(Dataset excerpt)
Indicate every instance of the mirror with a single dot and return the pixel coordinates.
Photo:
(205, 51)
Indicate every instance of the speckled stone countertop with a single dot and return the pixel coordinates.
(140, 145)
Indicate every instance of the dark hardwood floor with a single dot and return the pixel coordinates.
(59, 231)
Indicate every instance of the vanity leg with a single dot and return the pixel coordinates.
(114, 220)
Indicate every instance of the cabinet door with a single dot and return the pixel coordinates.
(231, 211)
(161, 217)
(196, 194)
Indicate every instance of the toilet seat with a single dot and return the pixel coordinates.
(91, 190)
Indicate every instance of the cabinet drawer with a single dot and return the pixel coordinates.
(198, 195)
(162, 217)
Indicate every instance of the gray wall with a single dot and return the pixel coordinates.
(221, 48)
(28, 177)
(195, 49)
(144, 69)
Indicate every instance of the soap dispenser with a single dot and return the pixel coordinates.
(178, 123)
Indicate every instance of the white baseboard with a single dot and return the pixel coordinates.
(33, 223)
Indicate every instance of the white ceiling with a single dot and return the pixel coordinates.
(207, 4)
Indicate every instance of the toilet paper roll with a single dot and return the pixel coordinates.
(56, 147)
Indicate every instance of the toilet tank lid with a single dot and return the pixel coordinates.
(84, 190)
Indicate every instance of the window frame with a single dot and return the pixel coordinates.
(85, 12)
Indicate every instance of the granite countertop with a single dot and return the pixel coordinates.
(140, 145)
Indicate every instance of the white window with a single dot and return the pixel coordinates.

**PROMPT**.
Copy all of the records above word for word, keeping every line intact.

**EXERCISE RESPONSE**.
Indicate every instance of the mirror with a single dot and return the pixel coordinates.
Photo:
(205, 51)
Indicate every instance of the speckled stone countertop with a single dot and return the pixel coordinates.
(140, 145)
Indicate every instance of the dark hardwood floor with a single dot and return the pixel coordinates.
(59, 231)
Indicate every instance of the vanity leg with a single dot and return the pixel coordinates.
(114, 220)
Indicate every instance of the cabinet door with a single dot and return the pixel coordinates.
(231, 211)
(161, 217)
(196, 194)
Indicate every instance of the toilet seat with a single dot and return the pixel coordinates.
(91, 190)
Indicate every instance of the cabinet drawer with a single dot and return the pixel coordinates.
(198, 195)
(162, 217)
Indicate every instance of the gray wall with a single dot and return the pixel coordinates.
(221, 48)
(28, 177)
(195, 49)
(144, 69)
Indicate every instance of the soap dispenser with a single dot and return the pixel coordinates.
(178, 123)
Indicate every instance of the white baseboard with a single dot and return the pixel coordinates.
(33, 223)
Indicate every instance of the white ceiling with a single dot and return the pixel coordinates.
(207, 4)
Indicate every instance of the toilet paper roll with a single dot and return the pixel coordinates.
(56, 147)
Indicate every instance of the toilet tank lid with a single dot and return the pixel coordinates.
(84, 190)
Indicate every instance of the window frame with a single dot and return the pixel coordinates.
(85, 12)
Indicate every instance of the granite countertop with a single dot and return the pixel coordinates.
(140, 145)
Indicate every instance of the white window with a single dot and return the pixel coordinates.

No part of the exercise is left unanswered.